• [Exercise requirements]
Copy all of the data below word for word, keeping every line in its original order.
>> Start
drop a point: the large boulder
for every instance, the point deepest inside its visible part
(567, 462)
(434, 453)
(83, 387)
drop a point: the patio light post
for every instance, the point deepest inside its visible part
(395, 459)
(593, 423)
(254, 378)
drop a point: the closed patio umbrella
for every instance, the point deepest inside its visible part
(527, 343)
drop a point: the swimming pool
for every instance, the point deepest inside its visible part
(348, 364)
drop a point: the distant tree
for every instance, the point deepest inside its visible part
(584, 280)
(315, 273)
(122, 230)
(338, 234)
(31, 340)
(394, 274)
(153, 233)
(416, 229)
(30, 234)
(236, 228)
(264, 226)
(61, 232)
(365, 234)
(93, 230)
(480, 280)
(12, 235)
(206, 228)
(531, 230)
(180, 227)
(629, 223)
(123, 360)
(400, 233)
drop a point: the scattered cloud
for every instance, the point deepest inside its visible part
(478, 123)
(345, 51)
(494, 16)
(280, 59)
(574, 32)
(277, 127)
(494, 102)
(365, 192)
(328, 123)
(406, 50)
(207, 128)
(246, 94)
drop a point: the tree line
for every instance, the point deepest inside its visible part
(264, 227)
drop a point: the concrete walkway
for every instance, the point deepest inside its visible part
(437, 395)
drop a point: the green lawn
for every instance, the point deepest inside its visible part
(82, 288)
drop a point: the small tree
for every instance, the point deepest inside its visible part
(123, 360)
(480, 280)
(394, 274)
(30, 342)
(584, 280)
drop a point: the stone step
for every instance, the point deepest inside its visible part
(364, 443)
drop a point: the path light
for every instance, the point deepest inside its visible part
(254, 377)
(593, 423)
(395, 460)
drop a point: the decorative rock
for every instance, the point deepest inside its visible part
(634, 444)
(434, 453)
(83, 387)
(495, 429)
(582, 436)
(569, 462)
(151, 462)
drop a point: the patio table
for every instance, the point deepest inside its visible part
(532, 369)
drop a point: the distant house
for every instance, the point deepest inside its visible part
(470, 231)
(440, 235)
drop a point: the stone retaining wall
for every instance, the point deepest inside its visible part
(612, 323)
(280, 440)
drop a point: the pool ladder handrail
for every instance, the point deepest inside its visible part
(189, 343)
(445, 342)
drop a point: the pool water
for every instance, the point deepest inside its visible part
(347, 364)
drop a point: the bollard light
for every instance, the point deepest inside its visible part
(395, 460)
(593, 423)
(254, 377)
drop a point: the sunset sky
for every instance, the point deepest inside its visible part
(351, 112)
>> End
• [Answer for this exercise]
drop a point: the large boulder
for every instance, the point deepest inside its visible part
(567, 462)
(434, 453)
(83, 387)
drop a point: the patio light post
for every instance, the point deepest inside its visible part
(395, 459)
(593, 423)
(254, 378)
drop a point: the closed patio umbrella
for every instance, the point deepest inside its visible part
(527, 343)
drop a point: the swimming pool
for every instance, the point deepest inside its visible part
(348, 364)
drop a point: the distant tree
for every instance, the point deepest inside its visible part
(584, 280)
(315, 273)
(122, 230)
(338, 234)
(31, 340)
(394, 274)
(153, 233)
(416, 229)
(30, 234)
(236, 228)
(264, 226)
(61, 232)
(365, 234)
(93, 230)
(480, 280)
(12, 235)
(206, 228)
(531, 230)
(180, 227)
(629, 223)
(123, 360)
(400, 233)
drop a point: the scattered cloud
for every instance, the point deepest inside its visible part
(478, 123)
(345, 51)
(494, 16)
(280, 59)
(574, 32)
(277, 127)
(494, 102)
(365, 192)
(328, 123)
(406, 50)
(207, 128)
(246, 94)
drop a point: the tree line
for every instance, the point deepest inside its visible part
(264, 227)
drop a point: the concrete walkway
for every instance, the point deepest inside its visible part
(437, 395)
drop a point: the green lawn
for every instance, the point deepest inside its visible part
(82, 288)
drop a point: the small tree
for every instance, the point deepest inside its visible part
(123, 360)
(480, 280)
(394, 274)
(30, 342)
(584, 280)
drop a point: the stone step
for every instance, the point deepest inside its visible part
(364, 443)
drop a point: the path light
for every instance, the point deepest inside its visible part
(254, 377)
(593, 423)
(395, 460)
drop a point: the decorative rock
for every instance, the point deepest inside its visible part
(634, 444)
(434, 453)
(83, 387)
(495, 429)
(582, 436)
(569, 462)
(151, 462)
drop a point: the patio table
for every instance, the point deepest inside its visible part
(532, 369)
drop a point: the distant house
for every instance, the point deepest inside its visible part
(470, 231)
(440, 235)
drop a point: the stone retaining wall
for every instance, the point deepest inside its visible part
(612, 323)
(280, 440)
drop a point: the pool ladder handrail
for every instance, the point deepest inside its visible part
(189, 343)
(445, 342)
drop a point: the pool water
for every instance, the point deepest inside its visible part
(347, 364)
drop a point: the bollard light
for every instance, the point deepest inside its visible part
(395, 460)
(593, 423)
(254, 377)
drop a point: the sunset sky
for every instance, the point deepest inside its visible part
(351, 112)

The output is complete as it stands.